I placed 14th overall last year so when I started to think about what I wanted out of Silverman, the phrase top 10 started to rattle around my head. Despite trying to get away from goal setting, I found myself fantasizing about a top 10 finish.
In the final weeks leading up to Silverman, I sent my coach an unrelated email asking him what kind of weekly volume I would need to hit in order to get my swim time under an hour. In his reply, he said (and I'll paraphrase) -- Hey Dumbass! (He didn't actually call me a dumbass but he should.) Stop focusing on round numbers and just train. I actually had a reply where I tried to rationalize my question but caught myself before hitting the send button and I took his advice and I went back to training.
When I completed the last race simulation prior to the taper, I felt good. Actually, I felt really good. In fact, I don't think I've ever felt this prepared going into a race. Throughout the two weeks of the taper, I nailed all of my workouts and tried to contain myself because I felt like I could explode with power. Just "save it for race day" is what I kept telling myself.
Although top 10 kept floating around in my head, it wasn't a goal like going to Kona was. It was just speculation more than anything else. I thought that if everything went well, I "could" finish in the top 10. A day or two prior to the race a friend asked me about my race goals and I reluctantly wrote them down. I've been fairly superstitious over the last three months and writing any sort of goal is something I've been trying to avoid.

Data extract:
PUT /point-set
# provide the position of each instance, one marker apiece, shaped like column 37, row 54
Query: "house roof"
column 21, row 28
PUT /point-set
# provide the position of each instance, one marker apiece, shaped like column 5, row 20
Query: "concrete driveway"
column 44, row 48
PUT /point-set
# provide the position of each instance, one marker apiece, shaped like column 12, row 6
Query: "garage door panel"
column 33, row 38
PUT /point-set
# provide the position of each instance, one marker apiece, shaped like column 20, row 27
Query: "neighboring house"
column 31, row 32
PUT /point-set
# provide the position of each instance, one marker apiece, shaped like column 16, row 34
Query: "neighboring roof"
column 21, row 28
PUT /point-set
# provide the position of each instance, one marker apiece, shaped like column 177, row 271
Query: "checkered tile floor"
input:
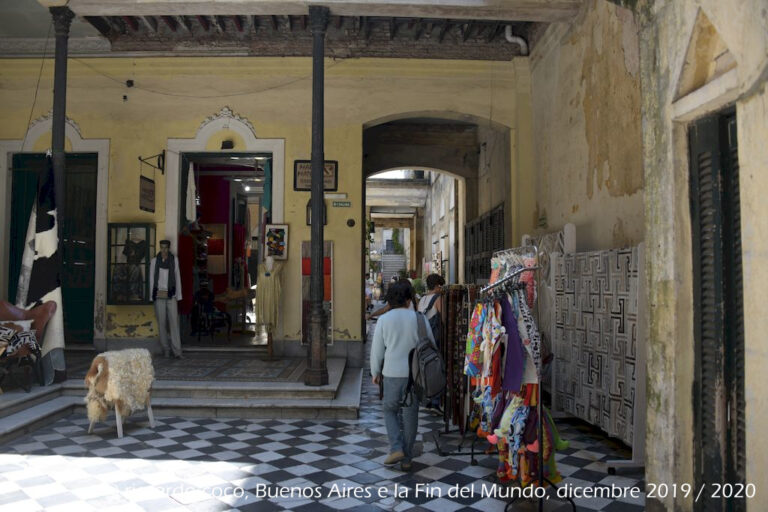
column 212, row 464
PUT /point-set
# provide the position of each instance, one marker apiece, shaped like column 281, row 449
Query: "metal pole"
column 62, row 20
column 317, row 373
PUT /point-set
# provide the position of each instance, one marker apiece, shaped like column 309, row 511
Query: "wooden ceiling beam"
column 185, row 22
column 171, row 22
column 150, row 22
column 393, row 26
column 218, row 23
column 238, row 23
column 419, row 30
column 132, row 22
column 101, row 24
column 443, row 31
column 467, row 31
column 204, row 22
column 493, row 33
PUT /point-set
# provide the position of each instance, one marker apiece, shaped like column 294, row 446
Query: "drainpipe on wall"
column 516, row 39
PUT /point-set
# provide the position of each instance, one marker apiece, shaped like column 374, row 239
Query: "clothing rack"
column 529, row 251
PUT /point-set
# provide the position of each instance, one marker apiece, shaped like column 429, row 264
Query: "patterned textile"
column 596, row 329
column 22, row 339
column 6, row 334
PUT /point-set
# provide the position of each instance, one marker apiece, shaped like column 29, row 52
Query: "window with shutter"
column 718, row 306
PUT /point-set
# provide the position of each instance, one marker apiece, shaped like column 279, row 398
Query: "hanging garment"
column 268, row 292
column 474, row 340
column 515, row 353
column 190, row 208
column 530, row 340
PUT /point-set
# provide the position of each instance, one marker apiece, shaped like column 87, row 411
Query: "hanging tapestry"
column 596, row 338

What the exercise asks: Resume the Silverman race account after its last sentence. The material comes from a separate source and has no connection to the Silverman race account.

Written reply:
While standing at the water's edge waiting for the start of the race, top 10 had left my head and what remained was the feeling that I was ready to race. And that was it. I didn't care about breaking an hour in the water and I didn't care about whether I would finish in the top 10. All I really wanted was to have a good race.
I jumped into the water prior to the start and did a warm-up which was more like a cool down or perhaps I was just a bit nervous but boy did I pickup a chill. Fortunately the race start was only a few minutes away and I was plenty warm after that.
This course is difficult all by itself but the weather can add an extra layer of difficulty so I planned on swimming at a relaxed pace. When the race started, I took off for about 200 yards to open a small gap but I quickly settled into a comfortable pace and found a small group of about 6 people to draft with. A couple of times during the swim, I attempted to breakaway from this group because they couldn't swim straight to save their lives but as soon as I pulled out, I could see they were going to leave me so I decided to swim with the crooked bunch.
When we arrived back at the shore, I saw the time and I immediately thought the course was short but at the banquet ceremony the next day, I was told by "The Man", Dave Scott, the swim course was accurate.
I zipped in and out of transition and was off on the bike. My plan was to go easy for the first hour while I took in nutrition and hydrated. From a wattage perspective, I set a range of 170-200 watts. After the first hour, the plan was to narrow the range to 180-200 watts until the turnaround point. On my way out, there were a few riders passing me but I had no idea where I was in the overall standings. Once I got near the turnaround though, I started to see riders coming the other way and I started to count them. Excluding relay riders, I had determined that I was in about 20th place.
At this point in the race, I started to think about the overall standings and was a little nervous about how many riders were in front of me. But then I thought... I'm racing my own race, I feel good, and let's just make it a good day and see where the chips fall.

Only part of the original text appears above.